CONSIGNE 1:
Pour chacune des affirmations (a), (b) et (c), dites si elle concorde avec l’extrait choisi en répondant par oui ou par non. Citez à chaque fois les mots de l’extrait qui tranchent.
(a) La production de Tosca signée Jonathan Miller date de 1986.
(b) Le rideau de scène porte le mot ROMA en lettres romaines.
(c) Dans le programme de salle, Popolizio cite un film de Roberto Rossellini.
++++ EXTRAIT CHOISI
Avant d’être un metteur en scène, Massimo Popolizio est un (magnifique) acteur, et c’est en acteur qu’il a traité la production qui suggère plus qu’elle n’assène, notamment grâce au dispositif de Margherita Palli.

Il ne faut donc pas chercher autre chose que ce que nous dit le livret, installé dans une architecture de marbre, rappelant d’une manière très évidente l’esthétique mussolinienne : cet espace pourrait être celui d’un bâtiment de l’E.U.R à Rome[1] ou bien celle des nombreux bâtiments officiels de l’Italie d’aujourd’hui qui remontent souvent à l’époque du fascisme. C’est la partie visible, particulièrement identifiable. Le décor pose le cadre de référence. Il est presque inutile d’en dire plus.
Dans ce cadre, on va d’acte en acte glisser le strict nécessaire pour situer l’action, meubles et chaire d’église au premier, tableaux (on est au Palais Farnèse, dans les salles sont recouvertes de fresques fascinantes), bureau et divan au deuxième, et statut de l’Ange[2] du Château Saint Ange au troisième.

A cela s’ajoute le rideau de scène, reproduisant un mur de marbre portant en lettres romaines immenses ROMA, indiquant au public clairement la nature romaine du drame de Tosca, que nous avons par ailleurs rappelé dans un article précédent (voir ci-dessous : pour poursuivre la lecture…). L’ambiance est celle de la Rome fasciste, mais sans que la mise en scène n’insiste avec lourdeur comme on a pu le voir dans certaines autres mises en scènes. Et par ailleurs, ainsi, Popolizio continue la tradition locale, dans la mesure où la production la plus célèbre de Tosca et sans doute aussi la plus référentielle dans l’histoire récente de l’œuvre est celle de Jonathan Miller de 1986, qui avait repris le contexte du film de Carmine Gallone Avanti a lui tremava tutta Roma (1946) en déplaçant l’intrigue dans la Rome nazie évoquée par Roberto Rossellini dans Roma città aperta (1945). Un scandale qui n’empêcha pas ce travail (repris ensuite à l’ENO) d’être considéré comme une pierre miliaire de ces années-là à l’instar du Rigoletto du même Miller et un peu antérieur transposé dans la pègre de Little Italy à New York.
Popolizio dans le programme de salle confirme évidemment la référence de son travail à l’univers du fascisme, en faisant référence à un autre film qui frappa, Le Conformiste[3] (1970) de Bernardo Bertolucci et notamment les ambiances glacées et glaçantes de l’architecture officielle de l’époque.
Mais au-delà du contexte visuel, parfaitement lisible, notamment dans le Te Deum final de l’acte I qui devient l’expression de l’adhésion de l’Église aux valeurs fascistes, il va travailler de manière détaillée sur les rapports entre les personnages que va révéler une direction d’acteur très précise et subtile qui navigue entre désirs, frustrations, violences et lâchetés .
++++++++
++++ DONNÉES BRUTES
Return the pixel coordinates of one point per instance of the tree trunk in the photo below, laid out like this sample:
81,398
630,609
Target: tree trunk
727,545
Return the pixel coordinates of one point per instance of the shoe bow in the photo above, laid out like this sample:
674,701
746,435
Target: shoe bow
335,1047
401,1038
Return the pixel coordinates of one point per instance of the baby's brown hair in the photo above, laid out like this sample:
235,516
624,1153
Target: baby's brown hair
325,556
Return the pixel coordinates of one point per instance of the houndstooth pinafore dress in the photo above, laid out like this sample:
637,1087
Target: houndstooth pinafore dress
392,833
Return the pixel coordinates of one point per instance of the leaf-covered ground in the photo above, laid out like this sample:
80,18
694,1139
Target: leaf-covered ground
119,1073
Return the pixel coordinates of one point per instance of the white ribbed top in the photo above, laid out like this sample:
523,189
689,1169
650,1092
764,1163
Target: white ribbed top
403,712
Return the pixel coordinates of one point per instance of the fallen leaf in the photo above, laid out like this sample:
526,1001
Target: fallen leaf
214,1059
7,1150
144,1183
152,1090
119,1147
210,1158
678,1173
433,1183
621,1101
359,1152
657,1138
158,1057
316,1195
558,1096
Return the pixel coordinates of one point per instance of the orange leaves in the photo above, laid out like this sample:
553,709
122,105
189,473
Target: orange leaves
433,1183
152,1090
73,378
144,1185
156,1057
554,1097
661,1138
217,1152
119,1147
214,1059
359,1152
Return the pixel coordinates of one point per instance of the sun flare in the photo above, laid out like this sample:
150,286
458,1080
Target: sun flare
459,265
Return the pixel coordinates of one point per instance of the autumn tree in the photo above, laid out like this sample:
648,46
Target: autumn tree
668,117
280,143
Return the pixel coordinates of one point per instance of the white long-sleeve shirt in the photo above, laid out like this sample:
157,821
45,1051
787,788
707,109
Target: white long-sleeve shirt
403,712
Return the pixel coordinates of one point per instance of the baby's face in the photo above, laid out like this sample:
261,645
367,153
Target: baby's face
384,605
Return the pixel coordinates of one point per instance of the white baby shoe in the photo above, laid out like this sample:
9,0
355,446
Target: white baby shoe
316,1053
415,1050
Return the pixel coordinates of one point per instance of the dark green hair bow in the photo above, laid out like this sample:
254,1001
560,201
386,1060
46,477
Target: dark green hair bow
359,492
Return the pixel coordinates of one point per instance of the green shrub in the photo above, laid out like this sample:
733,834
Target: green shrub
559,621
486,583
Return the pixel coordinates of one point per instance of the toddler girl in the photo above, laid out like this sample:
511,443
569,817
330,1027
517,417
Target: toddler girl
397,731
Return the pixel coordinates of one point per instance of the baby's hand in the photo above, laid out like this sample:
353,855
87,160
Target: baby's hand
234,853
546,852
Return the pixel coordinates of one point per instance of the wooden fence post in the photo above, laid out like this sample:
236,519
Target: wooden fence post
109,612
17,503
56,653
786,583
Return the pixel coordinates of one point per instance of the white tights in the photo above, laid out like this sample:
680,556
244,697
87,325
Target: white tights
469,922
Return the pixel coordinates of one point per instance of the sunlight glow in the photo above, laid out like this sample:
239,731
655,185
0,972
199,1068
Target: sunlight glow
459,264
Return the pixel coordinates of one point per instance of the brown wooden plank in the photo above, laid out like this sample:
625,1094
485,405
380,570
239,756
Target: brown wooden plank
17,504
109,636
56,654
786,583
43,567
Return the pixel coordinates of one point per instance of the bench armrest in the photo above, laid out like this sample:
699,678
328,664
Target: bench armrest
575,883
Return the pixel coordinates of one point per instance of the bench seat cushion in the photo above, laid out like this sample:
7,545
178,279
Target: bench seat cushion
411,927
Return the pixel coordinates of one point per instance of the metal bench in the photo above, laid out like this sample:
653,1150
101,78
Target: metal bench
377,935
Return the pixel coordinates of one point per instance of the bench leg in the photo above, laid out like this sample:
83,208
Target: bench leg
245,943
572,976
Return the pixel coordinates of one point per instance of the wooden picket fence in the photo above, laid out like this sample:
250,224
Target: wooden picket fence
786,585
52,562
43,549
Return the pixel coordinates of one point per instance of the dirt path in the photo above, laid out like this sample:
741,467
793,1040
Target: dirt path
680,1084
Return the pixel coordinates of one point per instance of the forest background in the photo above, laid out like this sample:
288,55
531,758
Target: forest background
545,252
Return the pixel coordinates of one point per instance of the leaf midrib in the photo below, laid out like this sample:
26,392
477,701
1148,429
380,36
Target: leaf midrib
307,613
++++++++
CONSIGNE 2:
Indiquez combien de lignes ci-dessus contiennent la chaîne « girl », en donnant ce nombre seul.

CORRIGÉ 1:
(a) Oui : « est celle de Jonathan Miller de 1986 ».
(b) Oui : « portant en lettres romaines immenses ROMA ».
(c) Non : « en faisant référence à un autre film qui frappa, Le Conformiste ».

CORRIGÉ 2:
2